[Assigned task 1] Set down the stretch of the Edwin Poots article from "In front of" through "the father-of-four said.", word for word.
[Assigned task 2] Resume the article about Edwin Poots after its final sentence and carry it forward.

[Opening Reading passage section]

Northern Ireland

DUP's Edwin Poots no stranger to controversy

Agriculture minister Edwin Poots
Agriculture minister Edwin Poots Agriculture minister Edwin Poots

EDWIN Poots is no stranger to controversy.

One of the DUP's most experienced politicians, the former Lisburn councillor has been in charge of four Stormont departments over the years - culture, environment, health and his current portfolio, agriculture.

The 55-year-old farmer has frequently been outspoken.

During one-well publicised encounter as a fresh-faced unionist, Mr Poots challenged a prominent loyalist during a DUP meeting in Lisburn arranged to discuss the Good Friday Agreement, as former first ministers Ian Paisley and Peter Robinson looked on.

In front of a packed venue, Mr Poots rounded on Gary McMichael of the Ulster Democratic Party, once the political wing of the UDA, grabbing a microphone and saying “Come on big fella, come on” before gesturing in his direction to approach him.

In 2012, while serving as health minister, the DUP man fired shots from his legally-held shotgun from an upstairs bedroom after being alerted to intruders on his property.

At the time a party spokesman said the shots were fired “from within his house to alert the intruders that their presence was known”.

A Free Presbyterian, Mr Poots rejects the theory of evolution, stating while culture minister in 2007 that he believed the earth is only several thousand years old.

“My view on the earth is that it's a young earth. My view is 4000 BC,” the father-of-four said.

[Closing Reading passage section]
[Opening Available data section]

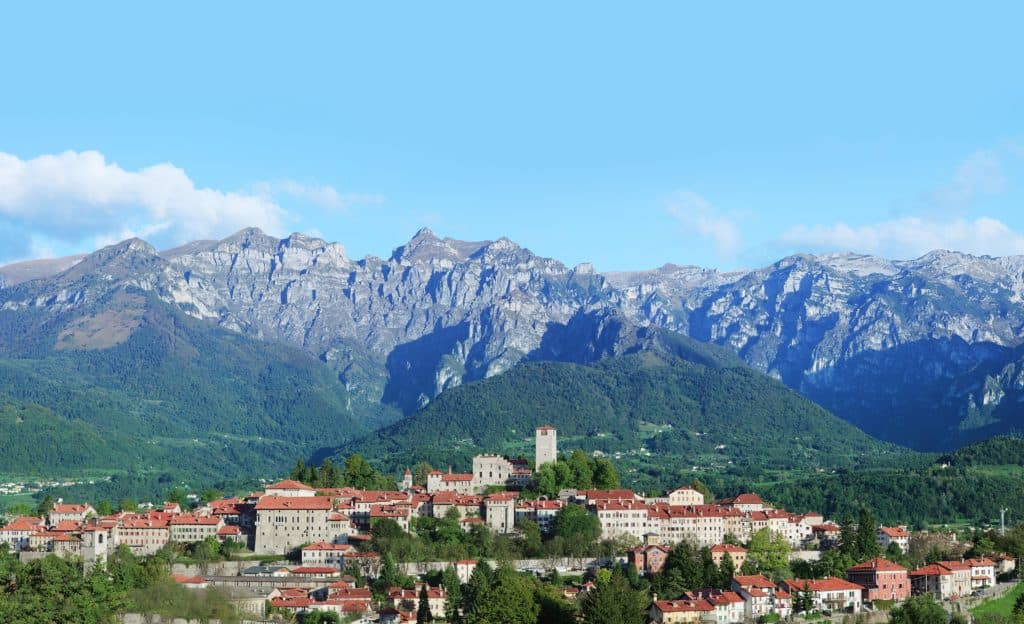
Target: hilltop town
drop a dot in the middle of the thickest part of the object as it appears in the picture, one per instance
(325, 538)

[Closing Available data section]

[Task response 1]
In front of a packed venue, Mr Poots rounded on Gary McMichael of the Ulster Democratic Party, once the political wing of the UDA, grabbing a microphone and saying “Come on big fella, come on” before gesturing in his direction to approach him.

In 2012, while serving as health minister, the DUP man fired shots from his legally-held shotgun from an upstairs bedroom after being alerted to intruders on his property.

At the time a party spokesman said the shots were fired “from within his house to alert the intruders that their presence was known”.

A Free Presbyterian, Mr Poots rejects the theory of evolution, stating while culture minister in 2007 that he believed the earth is only several thousand years old.

“My view on the earth is that it's a young earth. My view is 4000 BC,” the father-of-four said.

[Task response 2]
During an interview he added: “And you're telling me that all of this evolution took place over billions of years, and yet it's only in the last few thousand years that man could actually learn to write?”

Steeped in traditional Paisleyite politics, Mr Poots's father Charlie was a close associate of the former first minister and a founding member of the DUP.

He died earlier this year aged 90 at the height of the first coronavirus lockdown.

Charlie Poots was also outspoken, stating at the height of the Troubles in 1975 that he would cut off vital services to Catholic areas if he was in charge.

“I would cut off all supplies, including water and electricity, to Catholic areas. And I would stop Catholics from getting social security.

“It is the only way to deal with enemies of the state and to stamp out the present troubles.”

Mr Poots, a long-serving Lisburn councillor, was targeted in an INLA gun attack the following year but was uninjured.